### WHAT TO WORK ON
Transcribe all records, preserving every character.

▼

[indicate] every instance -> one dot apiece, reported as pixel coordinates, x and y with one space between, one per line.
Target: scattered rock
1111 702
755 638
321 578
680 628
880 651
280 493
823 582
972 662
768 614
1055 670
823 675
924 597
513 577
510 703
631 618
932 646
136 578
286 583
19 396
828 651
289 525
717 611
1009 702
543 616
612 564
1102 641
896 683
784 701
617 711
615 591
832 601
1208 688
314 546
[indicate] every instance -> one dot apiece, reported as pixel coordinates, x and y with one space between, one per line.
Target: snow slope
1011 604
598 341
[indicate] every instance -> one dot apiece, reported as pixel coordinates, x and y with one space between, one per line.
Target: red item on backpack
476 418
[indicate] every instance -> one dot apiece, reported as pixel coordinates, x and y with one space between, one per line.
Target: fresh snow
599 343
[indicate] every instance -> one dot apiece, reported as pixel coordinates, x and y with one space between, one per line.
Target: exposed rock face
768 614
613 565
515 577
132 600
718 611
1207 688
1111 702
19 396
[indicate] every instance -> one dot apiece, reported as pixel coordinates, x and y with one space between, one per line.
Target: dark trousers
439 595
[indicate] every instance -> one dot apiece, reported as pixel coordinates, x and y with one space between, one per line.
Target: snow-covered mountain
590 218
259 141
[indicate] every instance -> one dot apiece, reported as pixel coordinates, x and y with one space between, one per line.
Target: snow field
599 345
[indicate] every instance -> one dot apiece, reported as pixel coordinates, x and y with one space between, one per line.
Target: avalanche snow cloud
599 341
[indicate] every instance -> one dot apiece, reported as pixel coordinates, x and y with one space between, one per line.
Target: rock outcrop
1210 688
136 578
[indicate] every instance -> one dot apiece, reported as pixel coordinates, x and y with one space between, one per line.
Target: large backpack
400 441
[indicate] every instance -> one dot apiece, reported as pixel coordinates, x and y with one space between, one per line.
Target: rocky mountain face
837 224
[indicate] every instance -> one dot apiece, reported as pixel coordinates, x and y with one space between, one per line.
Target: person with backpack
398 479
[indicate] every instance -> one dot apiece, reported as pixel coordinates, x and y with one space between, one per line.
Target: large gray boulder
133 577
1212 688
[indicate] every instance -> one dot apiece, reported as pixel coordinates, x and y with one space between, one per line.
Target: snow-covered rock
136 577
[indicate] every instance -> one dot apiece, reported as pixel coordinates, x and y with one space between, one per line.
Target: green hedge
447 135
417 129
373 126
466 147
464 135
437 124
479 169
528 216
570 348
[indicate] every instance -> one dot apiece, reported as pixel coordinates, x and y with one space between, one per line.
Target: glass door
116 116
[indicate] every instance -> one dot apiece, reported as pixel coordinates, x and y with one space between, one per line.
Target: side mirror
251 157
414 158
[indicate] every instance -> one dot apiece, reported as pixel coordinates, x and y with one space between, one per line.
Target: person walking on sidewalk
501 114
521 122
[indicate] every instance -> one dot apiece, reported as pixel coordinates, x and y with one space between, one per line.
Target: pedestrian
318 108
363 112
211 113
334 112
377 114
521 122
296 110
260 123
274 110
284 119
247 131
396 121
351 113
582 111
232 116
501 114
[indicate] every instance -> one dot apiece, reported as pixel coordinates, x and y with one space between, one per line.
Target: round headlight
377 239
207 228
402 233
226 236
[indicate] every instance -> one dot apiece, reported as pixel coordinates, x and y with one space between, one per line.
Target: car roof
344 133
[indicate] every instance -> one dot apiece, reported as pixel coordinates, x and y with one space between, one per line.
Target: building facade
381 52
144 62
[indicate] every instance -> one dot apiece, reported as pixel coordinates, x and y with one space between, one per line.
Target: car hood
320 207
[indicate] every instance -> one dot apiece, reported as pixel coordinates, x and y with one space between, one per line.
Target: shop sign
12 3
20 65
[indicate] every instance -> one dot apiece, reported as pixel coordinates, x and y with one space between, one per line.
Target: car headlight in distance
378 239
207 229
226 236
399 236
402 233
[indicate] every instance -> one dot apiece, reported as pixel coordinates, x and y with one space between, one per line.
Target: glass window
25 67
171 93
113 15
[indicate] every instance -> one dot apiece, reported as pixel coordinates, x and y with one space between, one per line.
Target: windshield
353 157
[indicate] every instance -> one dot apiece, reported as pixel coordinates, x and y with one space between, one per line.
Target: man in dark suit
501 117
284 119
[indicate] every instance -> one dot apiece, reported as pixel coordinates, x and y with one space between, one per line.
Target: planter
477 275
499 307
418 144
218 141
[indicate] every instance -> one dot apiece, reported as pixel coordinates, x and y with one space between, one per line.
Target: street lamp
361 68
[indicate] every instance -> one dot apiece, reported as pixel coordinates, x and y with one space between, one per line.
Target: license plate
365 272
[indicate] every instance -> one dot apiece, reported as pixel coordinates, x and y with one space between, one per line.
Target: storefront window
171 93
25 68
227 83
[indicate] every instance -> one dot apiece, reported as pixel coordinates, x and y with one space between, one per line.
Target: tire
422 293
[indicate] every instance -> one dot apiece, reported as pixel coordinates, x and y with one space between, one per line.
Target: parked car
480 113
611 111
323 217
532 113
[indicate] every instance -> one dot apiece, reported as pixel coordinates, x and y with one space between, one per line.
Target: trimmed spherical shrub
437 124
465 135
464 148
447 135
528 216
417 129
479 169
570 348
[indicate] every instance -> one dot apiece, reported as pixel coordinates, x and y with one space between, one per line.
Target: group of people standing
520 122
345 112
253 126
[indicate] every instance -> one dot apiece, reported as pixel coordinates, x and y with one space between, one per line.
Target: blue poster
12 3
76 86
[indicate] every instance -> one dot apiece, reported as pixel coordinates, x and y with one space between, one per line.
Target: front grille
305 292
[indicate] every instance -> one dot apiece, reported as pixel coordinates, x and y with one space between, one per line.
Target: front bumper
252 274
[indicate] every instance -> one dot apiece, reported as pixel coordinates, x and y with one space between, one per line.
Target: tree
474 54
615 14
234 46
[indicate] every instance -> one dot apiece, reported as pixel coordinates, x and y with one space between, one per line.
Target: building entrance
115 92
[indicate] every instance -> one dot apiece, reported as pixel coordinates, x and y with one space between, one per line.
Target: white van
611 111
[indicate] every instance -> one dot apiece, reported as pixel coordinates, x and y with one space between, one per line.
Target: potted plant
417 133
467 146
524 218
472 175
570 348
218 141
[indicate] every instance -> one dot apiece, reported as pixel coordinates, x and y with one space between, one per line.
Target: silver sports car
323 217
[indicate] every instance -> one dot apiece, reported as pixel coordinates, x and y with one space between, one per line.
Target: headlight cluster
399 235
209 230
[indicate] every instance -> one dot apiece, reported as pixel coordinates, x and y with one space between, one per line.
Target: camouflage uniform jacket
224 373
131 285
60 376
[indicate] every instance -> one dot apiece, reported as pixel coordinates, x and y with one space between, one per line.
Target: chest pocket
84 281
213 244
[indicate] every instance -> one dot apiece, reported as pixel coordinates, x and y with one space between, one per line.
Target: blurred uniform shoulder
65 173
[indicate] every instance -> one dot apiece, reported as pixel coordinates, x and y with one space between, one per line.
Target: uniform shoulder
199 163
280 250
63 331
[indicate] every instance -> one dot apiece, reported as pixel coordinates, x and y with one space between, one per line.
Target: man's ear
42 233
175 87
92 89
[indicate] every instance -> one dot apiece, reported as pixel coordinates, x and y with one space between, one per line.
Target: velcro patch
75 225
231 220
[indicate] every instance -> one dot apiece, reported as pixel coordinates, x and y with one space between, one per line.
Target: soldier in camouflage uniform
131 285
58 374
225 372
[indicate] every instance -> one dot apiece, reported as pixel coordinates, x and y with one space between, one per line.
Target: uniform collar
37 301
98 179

▲

### ANSWER TO THE PROBLEM
[indicate] every instance -> one dot apiece, reported as pixel coordinates, x and y with one space between, one per line.
Target: scattered rock
1111 702
755 638
321 578
680 628
880 651
280 493
823 582
972 662
768 614
1055 670
823 675
924 597
513 577
510 703
631 618
932 646
136 578
286 583
19 396
828 651
289 525
717 611
1009 702
543 616
612 564
1102 641
896 683
784 701
617 711
615 591
832 601
1208 688
314 546
[indicate] every instance -> one dot apiece, reported as pixel coordinates, x and y with one space between, one per line.
Target: snow slope
1011 604
598 341
[indicate] every instance -> one dot apiece, reported as pixel coordinates, x and y with one space between, one per line.
Target: red item on backpack
476 418
[indicate] every instance -> one dot apiece, reported as pixel coordinates, x and y with one space between, one per line.
Target: fresh snow
599 343
[indicate] every instance -> one dot apiece, reported as pixel coordinates, x and y with one space between, one per line.
Target: exposed rock face
768 614
613 565
515 577
132 600
718 611
1207 688
1111 702
19 396
[indicate] every instance -> one dot apiece, reported as pixel coordinates, x and y with one space between, one per line.
Target: dark trousers
439 595
[indicate] every instance -> one dot apiece, reported as pixel coordinates, x and y with one space between, one per line.
Target: snow-covered mountain
590 218
259 141
[indicate] every instance -> one dot apiece, reported as pixel coordinates, x and y with one space between, one per line.
Target: snow field
599 345
[indicate] every instance -> one dot apiece, reported as pixel coordinates, x and y with one space between, one per line.
Target: avalanche snow cloud
599 341
[indicate] every instance -> one dot apiece, reported as pixel coordinates, x and y with one space between, one per line.
Target: rock outcrop
1210 688
136 578
[indicate] every instance -> one dot apiece, reported as pixel coordinates, x and y with one space between, one per line.
Target: large backpack
400 441
[indicate] every instance -> one dot apiece, reported as pixel coordinates, x and y with one space between, one per line.
Target: rocky mountain face
837 224
[indicate] every instance -> one dot apiece, reported as pixel coordinates, x and y with one space between, one per line.
Target: person with backpack
398 479
[indicate] every instance -> one dot apiece, reported as pixel coordinates, x and y with one space between, one per line.
Target: large gray boulder
133 577
1212 688
[indicate] every instance -> one dot apiece, reported as pixel coordinates, x and y with one space between, one per line.
Target: snow-covered rock
136 577
[indicate] every instance -> one dot apiece, reported as pixel coordinates, x and y with one space between, one per line.
Target: green hedge
447 135
417 129
373 126
466 147
464 135
437 124
479 169
528 216
570 348
[indicate] every instance -> one dot apiece, reported as pixel coordinates, x and y with one space between, one per line.
Target: glass door
116 116
[indicate] every instance -> one dot apiece, reported as pixel coordinates, x and y with one space between, one per line.
Target: side mirror
251 157
414 158
[indicate] every instance -> one dot apiece, reported as pixel coordinates, x and y with one space between, one per line.
Target: person walking on sidewalk
501 114
521 122
[indicate] every instance -> one dot apiece, reported as pixel coordinates, x and y with one space between, one per line.
Target: pedestrian
318 108
363 112
211 113
334 112
377 114
521 122
296 110
260 123
274 110
284 119
247 131
396 121
351 113
582 111
232 116
501 114
[indicate] every instance -> one dot apiece, reported as pixel coordinates, x and y with one space between, one per line.
Target: round headlight
377 239
207 228
402 233
226 236
[indicate] every instance -> one dot apiece, reported as pixel coordinates, x and y with one space between, one per line.
Target: car roof
344 133
[indicate] every instance -> one dot apiece, reported as pixel coordinates, x and y with one space between, one per line.
Target: building facade
381 52
144 62
[indicate] every instance -> one dot apiece, reported as pixel coordinates, x and y with one space between, one per line.
Target: car hood
320 207
[indicate] every instance -> one dot apiece, reported as pixel coordinates, x and y with one space between, one per line.
Target: shop sign
12 3
20 65
[indicate] every instance -> one dot apiece, reported as pixel coordinates, x and y with one space between, one per line.
Target: car headlight in distance
378 239
207 229
226 236
399 236
402 233
[indicate] every instance -> one dot apiece, reported as pixel coordinates, x and y with one space between, one per line.
Target: glass window
25 67
171 93
113 15
[indicate] every instance -> one dot apiece, reported as pixel coordinates, x and y with one space between, one per line.
Target: windshield
353 157
[indicate] every instance -> one dot apiece, reported as pixel coordinates, x and y with one space between, one per line.
Target: man in dark suit
501 117
284 119
[indicate] every instance -> one dot apiece, reported as pixel coordinates, x and y with one space between, one per line.
Target: planter
477 275
499 307
418 144
218 141
[indicate] every instance -> one dot apiece, reported as pixel coordinates, x and y with one space between, one per line.
Target: street lamp
361 68
[indicate] every instance -> one dot apiece, reported as pixel coordinates, x and y with one space between, one per line.
Target: license plate
365 272
[indicate] every instance -> one dot apiece, reported as pixel coordinates, x and y with one space between, one per line.
Target: storefront window
171 93
25 68
227 83
[indicate] every instance -> one dot apiece, reported as pixel coordinates, x and y with one space between, one per line.
Target: tire
422 293
[indicate] every instance -> one dot apiece, reported as pixel coordinates, x and y with one space between, one per line.
Target: parked car
480 113
611 111
323 217
532 113
[indicate] every instance -> one dot apiece, reported as pixel coordinates, x and y with one space between, one per line.
Target: trimmed spherical shrub
437 124
465 135
464 148
447 135
528 216
417 129
479 169
570 348
[indicate] every instance -> one dot apiece, reported as pixel coordinates, x and y with one space between, one per line.
Target: group of people standing
520 122
345 112
253 126
[indicate] every instance -> one dot apiece, reported as pixel coordinates, x and y with one space between, one per line.
Target: blue poster
12 3
76 86
[indicate] every instance -> one dot apiece, reported as pixel coordinates, x and y with one space between, one per line.
Target: front grille
305 292
[indicate] every instance -> one dot apiece, reported as pixel coordinates, x and y with one space between, one per line.
Target: front bumper
252 274
[indicate] every instance -> one dot apiece, reported as pixel coordinates, x and y with one space between, one per line.
Target: tree
474 54
615 14
234 46
[indicate] every instance -> one dot apiece, reported as pixel coordinates, x and y with one space between, one per line.
Target: building entrance
115 92
[indicate] every instance -> one dot apiece, reported as pixel coordinates, x and y with one space between, one per line.
Target: white van
611 111
[indicate] every instance -> one dot apiece, reported as pixel coordinates, x and y with one space between, one per line.
Target: potted plant
417 133
467 146
524 218
472 175
570 348
218 141
[indicate] every instance -> one dot apiece, reported as pixel coordinates, x and y with one space between, one per line.
Target: silver sports car
323 217
[indicate] every instance -> one dot apiece, reported as pixel coordinates, x and y with one space between, one per line.
Target: headlight cluster
399 235
209 230
[indicate] every instance -> one dot apiece, reported as pixel coordinates, x and y with one space between, one per line.
Target: camouflage uniform jacket
224 373
131 285
60 376
[indicate] every instance -> one dot apiece, reported as pixel coordinates, x and y with one space between, one per line.
Target: chest pocket
84 281
213 244
[indicate] every instance -> one dot apiece, reported as pixel coordinates, x and y with one space between, one per line.
Target: blurred uniform shoulder
65 173
[indicate] every instance -> one dot apiece, reported as pixel coordinates, x and y with one space between, one per line.
Target: uniform shoulder
199 163
280 250
63 331
[indicate] every instance -> one dot apiece, reported as pixel coordinates, x and y with one space between, one per line.
Target: man's ear
42 233
175 87
92 89
[indicate] every instance -> one dot apiece, reported as pixel coordinates, x and y with one space between, one per line.
Target: velcro patch
75 225
231 220
[indicate] every instance -> one dot apiece, reported as pixel coordinates, x and y with one space between, one per line.
Target: soldier in camouflage uniform
131 285
58 374
225 372
[indicate] every instance -> one dot apiece, reported as pixel coordinates, x and y with one space between, one per line.
Target: uniform collar
37 301
98 179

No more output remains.